#### Texto de leitura:
╔══

Até entender que a barragem estava se rompendo, Carlinhos diz que se passaram menos de cinco minutos. Ele e o supervisor Gleison, que dirigia a caminhonete usada para salvar cerca de 30 pessoas, saíram em direção a outra área da mina e ainda cortaram caminho, para chegar ao ponto de destino mais rápido, mas a lama os obrigou a mudar o caminho. “Em vez de ir no retorno, ele foi só na metade do caminho, passou pela contramão e subiu. Quando chegamos na cancela, onde tinha que apresentar o crachá, eu vi um poste caindo longe. Eu falei: Caiu um poste ali, será que foi um caminhão que bateu nele? Ele respondeu: Uai, Carlinhos, esquisito, né?”.

O diálogo entre os amigos continuou com a surpresa de ver outro poste cair. “A gente pensou, quando um poste caiu, puxa o outro, né? Mas Deus ajudou e um britador subiu numa altura, voltou e deu umas três sacudidas e eu falei: Gleison, é a barragem que estourou, é a barragem. Nisso, ele ficou frio, e mesmo com o barro vindo, ele virou a caminhonete pra gente descer. Eu falava: Gleison vira, vira, vamos embora, o barro, o barro.”

O drama de Sirlei Ribeiro não foi diferente. O marido dela, o engenheiro geólogo Edson Luiz Albanez, conversou com o EM sobre o último dia de vida da mulher e registrar o trabalho de Sirlei na comunidade. Ela colocou nomes em ruas e lâmpadas em postes e mediava, junto a empresas mineradoras, melhorias para os moradores da região.

Secretária municipal de Desenvolvimento Social de Brumadinho, coordenadora do curso de direito da Faculdade Asa e advogada, Sirlei era casada e não tinha filhos. Nasceu em Brumadinho, na Região Metropolitana de Belo Horizonte, mas cresceu no Córrego do Feijão – onde o pai trabalhava na área de mineração. Levava uma vida muito simples na zona rural. “Ela queria abraçar todos os problemas do mundo”, contou o marido, que a conheceu há 13 anos.

╚══

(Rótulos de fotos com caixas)
╔══

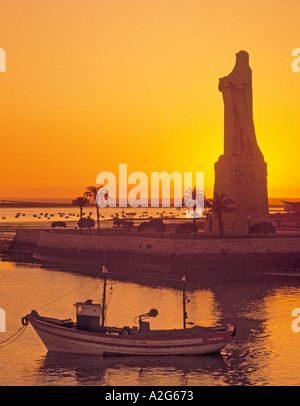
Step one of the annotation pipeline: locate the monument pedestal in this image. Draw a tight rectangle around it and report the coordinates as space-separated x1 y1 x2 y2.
206 155 270 236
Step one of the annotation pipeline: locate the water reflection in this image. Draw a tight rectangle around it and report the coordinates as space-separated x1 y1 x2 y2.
0 262 300 386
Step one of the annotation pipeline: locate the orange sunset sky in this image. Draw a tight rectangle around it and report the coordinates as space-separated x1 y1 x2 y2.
0 0 300 198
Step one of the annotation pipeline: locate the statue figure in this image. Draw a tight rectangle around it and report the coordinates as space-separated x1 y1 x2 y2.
219 51 263 157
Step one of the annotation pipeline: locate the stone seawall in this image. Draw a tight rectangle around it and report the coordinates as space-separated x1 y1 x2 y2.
7 229 300 280
5 230 300 278
31 231 300 255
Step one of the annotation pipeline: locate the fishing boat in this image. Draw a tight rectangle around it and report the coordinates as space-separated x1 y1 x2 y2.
22 267 235 356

╚══

#### Tarefas do exercício:
1) Reproduza o trecho do texto sobre o rompimento da barragem que vai de "O drama de Sirlei" até "moradores da região.", inclusive.
2) De acordo com o texto sobre o rompimento da barragem, por que Carlinhos e Gleison cortaram caminho ao seguir para outra área da mina, e o que os fez mudar o trajeto?
As entradas constituem um material separado e não têm relação com o texto.

#### Respostas às tarefas:
1)
O drama de Sirlei Ribeiro não foi diferente. O marido dela, o engenheiro geólogo Edson Luiz Albanez, conversou com o EM sobre o último dia de vida da mulher e registrar o trabalho de Sirlei na comunidade. Ela colocou nomes em ruas e lâmpadas em postes e mediava, junto a empresas mineradoras, melhorias para os moradores da região.

2) Eles cortaram caminho para chegar mais rápido ao ponto de destino. Depois, a lama os obrigou a mudar o caminho.